### [阅读文本]

<<<<

1、prometheus服务
prometheus流程图
- 多维度数据模型(时序列数据又metrics名和一组key/value组成)
- 灵活的查询语言PromQL
- 不依赖分布式存储,单节点工作
- 通过基于HTTP的pull方式采集数据
- 还可以通过push gateway进行时序列数据推送(pushing)
- 支持grafana多图标展示
- prometheus通过安装在远程机器上的export来监控数据
1.1下载镜像
#下载镜像
docker pull prom/prometheus:v2.11.0
1.2编辑配置文件
#创建文件夹
mkdir /etc/prometheus
#编辑/etc/prometheus/prometheus.yml文件
# my global config
global:
scrape_interval: 15s # Set the scrape interval to every 15 seconds. Default is every 1 minute. 设置抓取间隔,默认为1分钟
evaluation_interval: 15s # Evaluate rules every 15 seconds. The default is every 1 minute. 估算规则的默认周期,每15秒计算一次规则。默认1分钟
# scrape_timeout is set to the global default (10s). 默认抓取超时,默认为10s
# Alertmanager configuration Alertmanager相关配置
# alerting:
# alertmanagers:
# - static_configs:
# - targets:
# # - alertmanager:9093
# Load rules once and periodically evaluate them according to the global 'evaluation_interval'. 规则文件列表,使用'evaluation_interval' 参数去抓取
rule_files:
- "/etc/prometheus/*.rules"
# - "second_rules.yml"
# A scrape configuration containing exactly one endpoint to scrape:
# Here it's Prometheus itself. 抓取配置列表
scrape_configs:
# The job name is added as a label `job=<job_name>` to any timeseries scraped from this config.
- job_name: 'prometheus'
# metrics_path defaults to '/metrics'
# scheme defaults to 'http'.

>>>>

### [任务内容]
[a] 根据阅读文本回答下列问题：
(i) 下载镜像的命令中使用的版本标签是什么？
(ii) 全局配置中把 scrape_interval 设置为多少？
(iii) rule_files 下列出的规则文件路径是什么？
[b] 请抄写阅读文本中从“# A scrape configuration”开始、到“defaults to 'http'.”为止（包括这一处）的部分。

### [材料]
<<<<

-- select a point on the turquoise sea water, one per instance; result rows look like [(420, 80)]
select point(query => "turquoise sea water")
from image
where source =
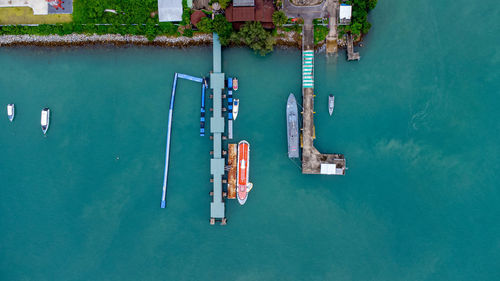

>>>>

### [逐题答案]
[a]
(i) 版本标签是 v2.11.0。
(ii) scrape_interval 设置为 15s。
(iii) 规则文件路径是 "/etc/prometheus/*.rules"。

[b]
# A scrape configuration containing exactly one endpoint to scrape:
# Here it's Prometheus itself. 抓取配置列表
scrape_configs:
# The job name is added as a label `job=<job_name>` to any timeseries scraped from this config.
- job_name: 'prometheus'
# metrics_path defaults to '/metrics'
# scheme defaults to 'http'.